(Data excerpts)
┌──
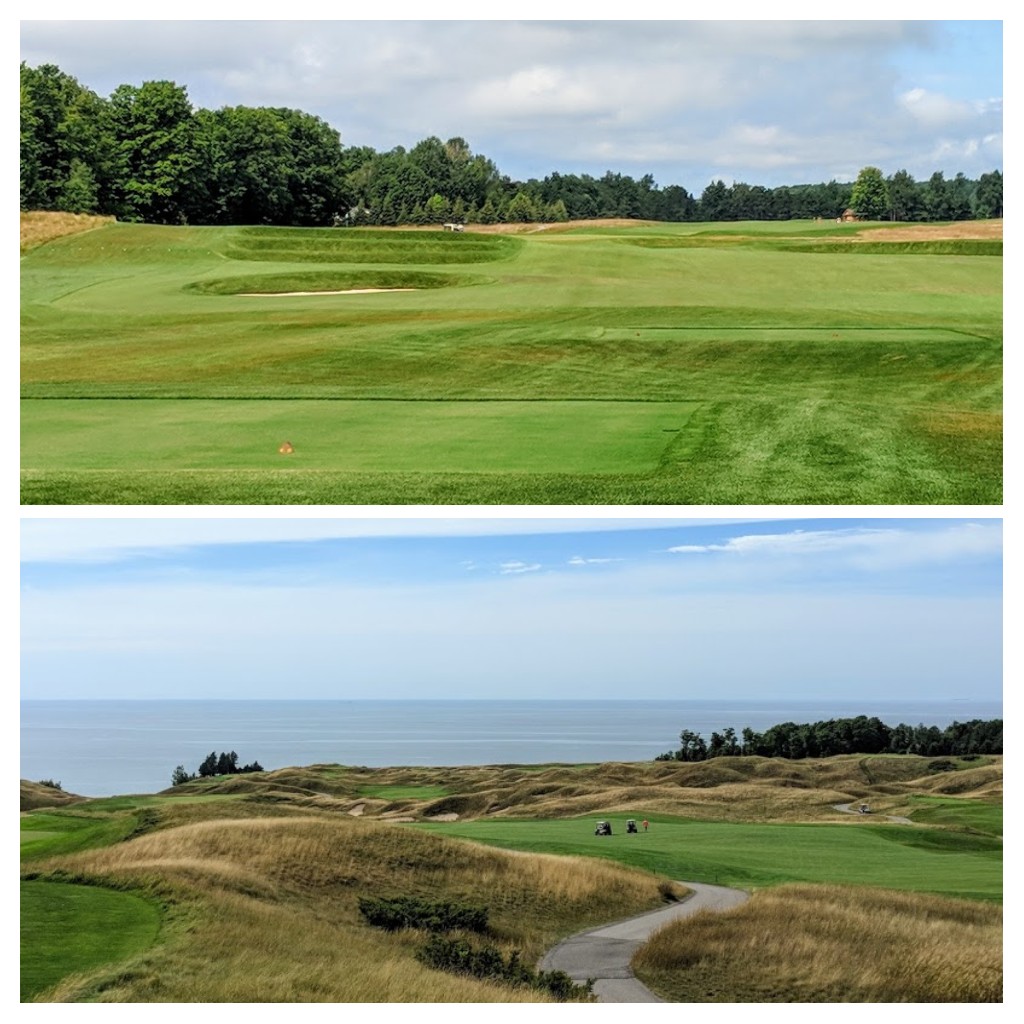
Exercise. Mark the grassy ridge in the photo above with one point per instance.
(265, 908)
(818, 378)
(259, 877)
(830, 944)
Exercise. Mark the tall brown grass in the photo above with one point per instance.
(265, 909)
(39, 226)
(742, 788)
(830, 944)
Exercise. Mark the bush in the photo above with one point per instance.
(458, 956)
(432, 915)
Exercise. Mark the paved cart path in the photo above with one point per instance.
(604, 953)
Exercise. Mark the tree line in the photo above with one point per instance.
(145, 154)
(844, 735)
(214, 764)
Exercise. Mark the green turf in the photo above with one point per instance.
(974, 814)
(790, 377)
(354, 436)
(753, 855)
(47, 833)
(67, 929)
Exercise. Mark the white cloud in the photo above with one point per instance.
(770, 102)
(867, 548)
(55, 540)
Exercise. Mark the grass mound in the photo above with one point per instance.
(287, 245)
(265, 908)
(830, 944)
(805, 377)
(35, 795)
(332, 281)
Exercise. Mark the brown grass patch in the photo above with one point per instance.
(932, 232)
(953, 423)
(39, 226)
(265, 909)
(832, 944)
(35, 796)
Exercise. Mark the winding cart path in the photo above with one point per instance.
(604, 953)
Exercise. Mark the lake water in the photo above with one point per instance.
(105, 748)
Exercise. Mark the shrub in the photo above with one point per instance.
(487, 963)
(432, 915)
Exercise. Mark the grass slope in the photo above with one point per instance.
(258, 877)
(830, 944)
(73, 929)
(795, 377)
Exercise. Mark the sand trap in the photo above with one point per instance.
(347, 291)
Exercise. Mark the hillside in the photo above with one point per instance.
(722, 788)
(248, 888)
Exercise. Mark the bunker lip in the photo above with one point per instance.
(346, 291)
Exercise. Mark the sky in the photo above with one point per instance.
(766, 102)
(500, 608)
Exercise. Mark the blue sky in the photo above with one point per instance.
(534, 608)
(766, 102)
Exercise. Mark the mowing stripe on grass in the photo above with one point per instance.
(586, 437)
(68, 929)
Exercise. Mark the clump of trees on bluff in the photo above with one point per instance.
(145, 154)
(844, 735)
(214, 764)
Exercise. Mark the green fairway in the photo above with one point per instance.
(755, 855)
(67, 929)
(361, 436)
(689, 366)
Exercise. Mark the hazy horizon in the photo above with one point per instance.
(443, 609)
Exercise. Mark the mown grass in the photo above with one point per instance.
(304, 281)
(258, 878)
(90, 927)
(830, 944)
(976, 815)
(810, 378)
(354, 436)
(43, 835)
(266, 909)
(754, 855)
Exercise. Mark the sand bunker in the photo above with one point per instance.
(347, 291)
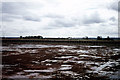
└──
WORK TO COMPLETE -> Reproduce all the entries above exactly. Include no images.

WRITTEN ANSWER ->
Exercise. Mark the grassy ridge in the photo above with one point per instance.
(265, 908)
(818, 378)
(259, 877)
(830, 944)
Exercise. Mark the tall brown grass in the photo above with one point per instance.
(265, 909)
(39, 226)
(742, 788)
(830, 944)
Exercise. Mark the bush in the photo above with one point per instance.
(458, 956)
(432, 915)
Exercise. Mark the paved cart path in the photo above with one point per instance.
(604, 953)
Exercise. Mark the tree line in the photo above with one point per instance.
(145, 154)
(844, 735)
(214, 764)
Exercise. Mark the green turf in the photo above with one point per instance.
(974, 814)
(790, 377)
(354, 436)
(753, 855)
(47, 833)
(67, 929)
Exercise. Mark the white cloud in the photo above with one point per instance.
(770, 102)
(867, 548)
(55, 540)
Exercise. Mark the grass mound in the photo above with one point per instance.
(287, 245)
(265, 908)
(830, 944)
(805, 377)
(35, 795)
(332, 281)
Exercise. Mark the brown grass patch in the photo above with one point per instance.
(932, 232)
(953, 423)
(39, 226)
(265, 909)
(832, 944)
(35, 796)
Exercise. Mark the winding cart path in the photo above with one point per instance.
(604, 953)
Exercise. Mark the lake water in the photo above with one point per instance.
(105, 748)
Exercise. Mark the shrub in the photo above with one point per instance.
(487, 963)
(432, 915)
Exercise. Mark the grass slope in the photo above with one point per instance.
(258, 877)
(830, 944)
(73, 929)
(795, 377)
Exercise. Mark the sand trap in the photo above with one point per instance.
(347, 291)
Exercise. Mark the hillside in the photo above with one point per instance.
(722, 788)
(248, 888)
Exercise. Mark the bunker lip in the photo above with one point per instance.
(346, 291)
Exercise. Mark the sky in the photo above with one point per instance.
(766, 102)
(500, 608)
Exercise. Mark the blue sky in the photo above with one point per instance.
(534, 608)
(766, 102)
Exercise. Mark the mowing stripe on grass in the photo above with one point per instance.
(586, 437)
(68, 929)
Exercise. Mark the clump of trees on bluff in the photo above with one point per instance.
(145, 154)
(844, 735)
(214, 764)
Exercise. Mark the green fairway in the photo above with one point per instance.
(755, 855)
(67, 929)
(361, 436)
(689, 366)
Exercise. Mark the hazy horizon in the photo above with one point per instance.
(443, 609)
Exercise. Mark the mown grass in the photo above with one point per instance.
(304, 281)
(258, 878)
(90, 927)
(830, 944)
(976, 815)
(810, 378)
(354, 436)
(43, 835)
(266, 909)
(754, 855)
Exercise. Mark the sand bunker in the photo above with one point per instance.
(347, 291)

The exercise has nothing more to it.